§ WORK TO COMPLETE
Reproduce the shell PATH text below word for word, from its title through the final note.

§ READING TEXT
The bullet-proof way of Appending/Prepending

The usual methods for appending/prepending

PATH="$PATH:~/opt/bin"   # appending
PATH="~/opt/bin:$PATH"   # prepending

may bring hard headaches.

The bullet-proof way to add a path (e.g., ~/opt/bin) to the PATH environment variable is

PATH="${PATH:+${PATH}:}~/opt/bin"   # appending
PATH="~/opt/bin${PATH:+:${PATH}}"   # prepending

Why?

This avoids the spurious leading/trailing colon when $PATH is initially empty, which can have undesired side effects and can become a nightmare, elusive to find (this answer briefly deals with the case the awk-way).

Explanation (from Shell Parameter Expansion):

${parameter:+word}

If parameter is null or unset, nothing is substituted, otherwise the expansion of word is substituted.

Thus, ${PATH:+${PATH}:} is expanded to:

  1. nothing, if PATH is null or unset,
  2. ${PATH}:, if PATH is set.

Note: This is for bash.

§ DATA SUPPLIED
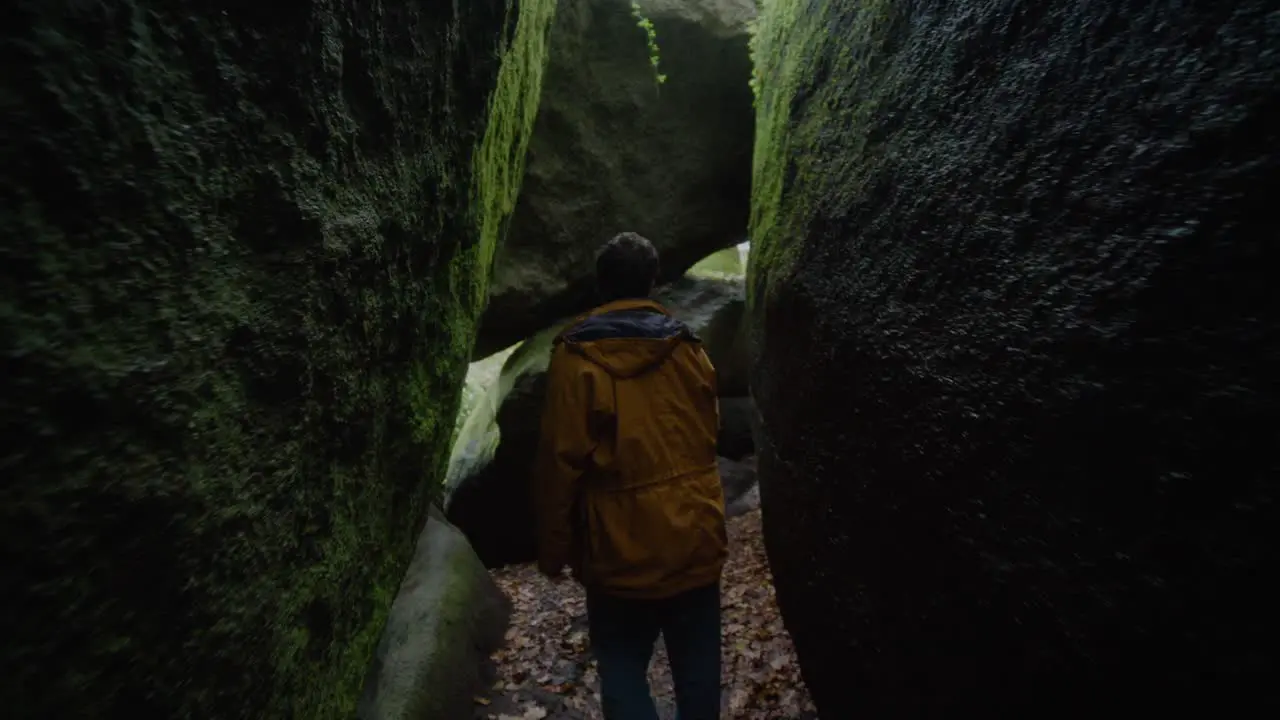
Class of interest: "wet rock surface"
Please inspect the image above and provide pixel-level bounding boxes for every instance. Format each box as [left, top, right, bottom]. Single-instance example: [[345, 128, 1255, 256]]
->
[[749, 0, 1280, 717], [0, 0, 550, 720], [476, 0, 755, 357], [357, 507, 511, 720], [445, 278, 750, 568]]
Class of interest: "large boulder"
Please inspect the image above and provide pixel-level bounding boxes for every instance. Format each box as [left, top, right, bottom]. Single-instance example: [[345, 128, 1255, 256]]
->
[[749, 0, 1280, 717], [357, 507, 511, 720], [0, 0, 554, 720], [445, 277, 749, 568], [476, 0, 755, 357]]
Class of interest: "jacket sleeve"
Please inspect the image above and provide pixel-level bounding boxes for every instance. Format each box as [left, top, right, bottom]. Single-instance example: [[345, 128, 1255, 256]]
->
[[532, 345, 595, 574]]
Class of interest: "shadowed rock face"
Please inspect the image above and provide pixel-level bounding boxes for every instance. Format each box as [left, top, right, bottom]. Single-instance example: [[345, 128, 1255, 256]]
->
[[475, 0, 755, 357], [749, 0, 1280, 717], [445, 277, 754, 568], [0, 0, 552, 720]]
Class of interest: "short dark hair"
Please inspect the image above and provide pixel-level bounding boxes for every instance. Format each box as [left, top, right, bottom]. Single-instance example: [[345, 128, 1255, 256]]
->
[[595, 232, 658, 297]]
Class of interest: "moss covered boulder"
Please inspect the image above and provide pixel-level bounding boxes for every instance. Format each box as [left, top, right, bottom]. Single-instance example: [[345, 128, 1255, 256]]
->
[[357, 507, 511, 720], [476, 0, 755, 356], [0, 0, 554, 720], [749, 0, 1280, 717], [445, 277, 750, 566]]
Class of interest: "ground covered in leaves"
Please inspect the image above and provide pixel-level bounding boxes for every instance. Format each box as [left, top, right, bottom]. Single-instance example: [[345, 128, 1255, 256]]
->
[[475, 510, 817, 720]]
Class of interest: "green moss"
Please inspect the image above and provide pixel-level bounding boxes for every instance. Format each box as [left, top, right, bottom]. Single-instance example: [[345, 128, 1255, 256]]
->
[[748, 0, 893, 305], [0, 0, 556, 720], [631, 3, 667, 85], [473, 0, 556, 313]]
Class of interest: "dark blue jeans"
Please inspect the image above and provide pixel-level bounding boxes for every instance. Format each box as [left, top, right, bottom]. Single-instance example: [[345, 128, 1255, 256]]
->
[[586, 583, 721, 720]]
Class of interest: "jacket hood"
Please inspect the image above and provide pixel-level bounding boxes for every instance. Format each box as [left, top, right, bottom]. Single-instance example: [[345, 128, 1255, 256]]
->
[[556, 300, 700, 379]]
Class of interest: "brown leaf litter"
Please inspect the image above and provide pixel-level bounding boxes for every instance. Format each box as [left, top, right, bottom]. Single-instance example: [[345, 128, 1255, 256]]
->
[[475, 510, 817, 720]]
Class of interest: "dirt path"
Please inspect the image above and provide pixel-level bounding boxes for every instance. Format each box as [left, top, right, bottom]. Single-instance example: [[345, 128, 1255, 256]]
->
[[475, 510, 817, 720]]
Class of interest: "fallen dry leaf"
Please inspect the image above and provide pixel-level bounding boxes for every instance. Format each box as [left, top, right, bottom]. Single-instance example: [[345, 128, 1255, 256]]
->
[[475, 499, 817, 720]]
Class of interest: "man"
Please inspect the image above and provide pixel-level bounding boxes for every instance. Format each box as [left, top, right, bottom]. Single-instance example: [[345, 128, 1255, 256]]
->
[[534, 233, 728, 720]]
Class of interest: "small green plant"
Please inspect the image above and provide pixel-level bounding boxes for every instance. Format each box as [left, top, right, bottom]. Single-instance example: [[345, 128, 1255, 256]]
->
[[631, 1, 667, 85]]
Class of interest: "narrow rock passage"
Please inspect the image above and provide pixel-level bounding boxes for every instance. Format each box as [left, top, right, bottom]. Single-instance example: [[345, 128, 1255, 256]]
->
[[475, 510, 817, 720]]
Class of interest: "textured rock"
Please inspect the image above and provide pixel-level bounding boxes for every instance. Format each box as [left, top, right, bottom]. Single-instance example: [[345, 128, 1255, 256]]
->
[[357, 509, 511, 720], [717, 457, 755, 503], [0, 0, 554, 720], [445, 277, 745, 568], [749, 0, 1280, 717], [716, 397, 755, 460], [476, 0, 755, 356]]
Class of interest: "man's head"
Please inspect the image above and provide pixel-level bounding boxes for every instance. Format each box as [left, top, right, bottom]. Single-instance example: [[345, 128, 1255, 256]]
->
[[595, 232, 658, 302]]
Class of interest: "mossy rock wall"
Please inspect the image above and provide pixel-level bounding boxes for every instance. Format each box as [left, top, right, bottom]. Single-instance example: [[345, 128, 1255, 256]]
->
[[476, 0, 755, 357], [0, 0, 554, 720], [749, 0, 1280, 717]]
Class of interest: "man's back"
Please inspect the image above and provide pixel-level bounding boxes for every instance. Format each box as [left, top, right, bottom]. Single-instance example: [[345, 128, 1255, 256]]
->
[[535, 294, 727, 598]]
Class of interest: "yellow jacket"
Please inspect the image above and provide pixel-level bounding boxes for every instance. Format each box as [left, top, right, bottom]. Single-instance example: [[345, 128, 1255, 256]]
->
[[534, 294, 728, 598]]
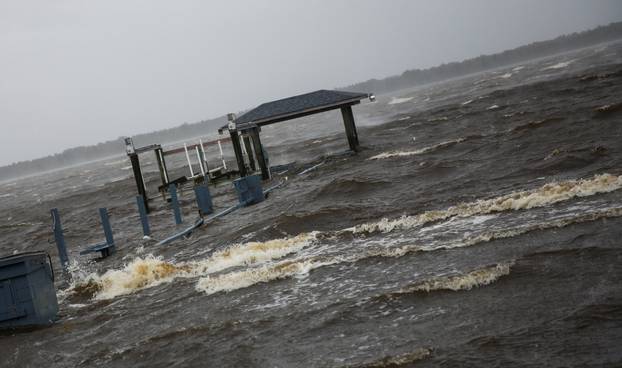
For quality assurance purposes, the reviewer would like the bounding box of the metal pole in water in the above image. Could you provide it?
[199,139,209,176]
[136,196,151,236]
[99,208,114,249]
[168,184,183,225]
[50,208,69,272]
[194,146,205,176]
[184,143,194,178]
[218,139,227,170]
[194,183,214,216]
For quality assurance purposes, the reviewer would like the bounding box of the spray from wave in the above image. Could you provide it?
[368,138,465,160]
[196,208,622,295]
[68,232,317,300]
[398,263,512,294]
[344,174,622,233]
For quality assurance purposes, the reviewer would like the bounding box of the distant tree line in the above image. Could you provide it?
[0,22,622,181]
[343,22,622,94]
[0,116,227,181]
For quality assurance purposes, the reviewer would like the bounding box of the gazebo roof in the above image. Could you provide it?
[221,89,369,129]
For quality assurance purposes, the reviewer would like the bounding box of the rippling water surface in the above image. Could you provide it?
[0,44,622,367]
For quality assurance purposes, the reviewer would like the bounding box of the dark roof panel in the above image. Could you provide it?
[236,89,368,124]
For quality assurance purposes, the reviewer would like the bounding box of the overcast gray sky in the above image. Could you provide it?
[0,0,622,165]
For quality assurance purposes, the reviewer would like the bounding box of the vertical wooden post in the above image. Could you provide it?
[99,208,115,257]
[128,153,149,213]
[229,130,246,177]
[194,183,214,216]
[136,196,151,236]
[242,133,257,171]
[168,184,183,225]
[341,106,359,152]
[50,208,69,275]
[249,127,270,180]
[154,147,168,187]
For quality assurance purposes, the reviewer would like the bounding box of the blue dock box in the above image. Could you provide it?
[233,175,265,206]
[0,252,58,329]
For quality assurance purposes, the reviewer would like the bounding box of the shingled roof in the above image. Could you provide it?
[236,89,368,125]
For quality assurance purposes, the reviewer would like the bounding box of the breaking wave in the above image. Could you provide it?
[368,138,465,160]
[344,174,622,233]
[69,232,317,300]
[388,97,413,105]
[397,263,512,294]
[196,208,622,295]
[347,348,432,368]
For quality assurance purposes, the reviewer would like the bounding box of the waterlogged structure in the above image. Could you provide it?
[125,137,231,212]
[218,89,375,180]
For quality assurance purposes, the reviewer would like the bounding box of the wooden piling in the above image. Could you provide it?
[341,106,359,152]
[242,134,257,171]
[229,130,247,177]
[249,127,270,180]
[128,153,150,213]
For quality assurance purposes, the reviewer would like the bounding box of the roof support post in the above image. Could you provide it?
[242,133,257,171]
[154,147,168,188]
[248,126,270,180]
[128,153,149,213]
[229,129,246,177]
[341,106,359,152]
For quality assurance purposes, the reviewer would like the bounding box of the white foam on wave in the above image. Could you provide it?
[368,138,464,160]
[398,262,512,293]
[196,208,622,295]
[68,232,317,300]
[542,60,574,70]
[388,97,414,105]
[347,174,622,233]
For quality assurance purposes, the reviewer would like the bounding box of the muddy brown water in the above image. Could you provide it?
[0,43,622,367]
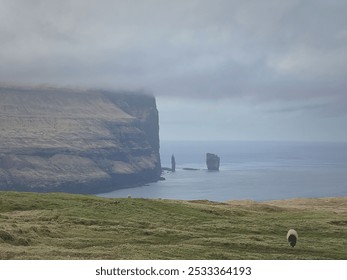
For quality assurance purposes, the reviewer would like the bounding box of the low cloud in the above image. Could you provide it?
[0,0,347,110]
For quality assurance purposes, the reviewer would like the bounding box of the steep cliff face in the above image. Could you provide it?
[0,87,161,193]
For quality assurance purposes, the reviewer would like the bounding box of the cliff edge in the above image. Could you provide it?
[0,87,161,193]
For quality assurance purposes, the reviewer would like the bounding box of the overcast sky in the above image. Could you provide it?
[0,0,347,141]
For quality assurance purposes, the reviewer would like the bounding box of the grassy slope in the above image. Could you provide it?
[0,192,347,259]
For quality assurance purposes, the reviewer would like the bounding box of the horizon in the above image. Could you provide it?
[0,0,347,142]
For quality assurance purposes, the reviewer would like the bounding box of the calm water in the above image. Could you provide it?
[99,142,347,201]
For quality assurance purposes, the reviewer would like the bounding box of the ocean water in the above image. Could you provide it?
[99,141,347,201]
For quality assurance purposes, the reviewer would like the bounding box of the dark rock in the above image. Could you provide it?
[0,87,161,193]
[171,155,176,172]
[206,153,220,170]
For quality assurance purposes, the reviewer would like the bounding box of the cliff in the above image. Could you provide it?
[0,87,161,193]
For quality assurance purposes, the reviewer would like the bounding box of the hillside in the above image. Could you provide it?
[0,192,347,259]
[0,87,161,193]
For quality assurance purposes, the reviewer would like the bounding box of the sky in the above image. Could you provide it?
[0,0,347,142]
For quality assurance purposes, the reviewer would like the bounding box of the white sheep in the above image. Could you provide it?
[287,229,299,247]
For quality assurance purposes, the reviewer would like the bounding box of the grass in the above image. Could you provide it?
[0,192,347,260]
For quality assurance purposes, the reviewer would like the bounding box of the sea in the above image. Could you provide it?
[98,141,347,202]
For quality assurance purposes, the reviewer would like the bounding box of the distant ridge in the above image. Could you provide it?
[0,85,161,193]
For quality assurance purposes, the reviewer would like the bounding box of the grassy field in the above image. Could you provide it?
[0,192,347,260]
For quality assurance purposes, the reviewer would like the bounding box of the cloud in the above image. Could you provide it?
[0,0,347,107]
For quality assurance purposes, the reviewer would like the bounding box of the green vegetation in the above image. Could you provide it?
[0,192,347,259]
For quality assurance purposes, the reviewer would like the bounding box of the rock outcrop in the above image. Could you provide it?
[0,87,161,193]
[206,153,220,170]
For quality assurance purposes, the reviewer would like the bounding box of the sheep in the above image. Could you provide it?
[287,229,299,247]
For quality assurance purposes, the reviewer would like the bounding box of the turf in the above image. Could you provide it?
[0,192,347,260]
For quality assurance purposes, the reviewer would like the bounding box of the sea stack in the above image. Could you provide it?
[206,153,220,171]
[171,155,176,172]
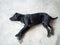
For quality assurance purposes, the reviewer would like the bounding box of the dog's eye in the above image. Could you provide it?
[14,15,17,19]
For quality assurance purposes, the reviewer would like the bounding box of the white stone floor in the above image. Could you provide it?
[0,0,60,45]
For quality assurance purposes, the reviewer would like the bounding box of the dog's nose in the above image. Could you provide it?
[9,18,12,20]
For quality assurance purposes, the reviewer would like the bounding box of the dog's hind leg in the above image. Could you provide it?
[15,26,29,40]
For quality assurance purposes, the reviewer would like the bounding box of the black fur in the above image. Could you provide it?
[10,13,58,40]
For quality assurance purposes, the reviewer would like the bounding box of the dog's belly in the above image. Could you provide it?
[31,18,42,25]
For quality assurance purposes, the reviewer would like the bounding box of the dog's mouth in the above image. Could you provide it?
[10,17,16,21]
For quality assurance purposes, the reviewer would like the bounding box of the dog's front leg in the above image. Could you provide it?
[16,25,30,40]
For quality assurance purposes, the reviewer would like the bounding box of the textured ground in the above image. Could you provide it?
[0,0,60,45]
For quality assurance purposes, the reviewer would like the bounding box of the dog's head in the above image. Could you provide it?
[10,13,22,21]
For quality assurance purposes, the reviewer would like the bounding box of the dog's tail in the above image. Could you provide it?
[50,17,58,20]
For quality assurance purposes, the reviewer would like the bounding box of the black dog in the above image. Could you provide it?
[10,13,58,40]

§ TASK OUTPUT
The bullet-proof way of Appending/Prepending

The usual methods for appending/prepending

PATH="$PATH:~/opt/bin"   # appending
PATH="~/opt/bin:$PATH"   # prepending

may bring hard headaches.

The bullet-proof way to add a path (e.g., ~/opt/bin) to the PATH environment variable is

PATH="${PATH:+${PATH}:}~/opt/bin"   # appending
PATH="~/opt/bin${PATH:+:${PATH}}"   # prepending

Why?

This avoids the spurious leading/trailing colon when $PATH is initially empty, which can have undesired side effects and can become a nightmare, elusive to find (this answer briefly deals with the case the awk-way).

Explanation (from Shell Parameter Expansion):

${parameter:+word}

If parameter is null or unset, nothing is substituted, otherwise the expansion of word is substituted.

Thus, ${PATH:+${PATH}:} is expanded to:

  1. nothing, if PATH is null or unset,
  2. ${PATH}:, if PATH is set.

Note: This is for bash.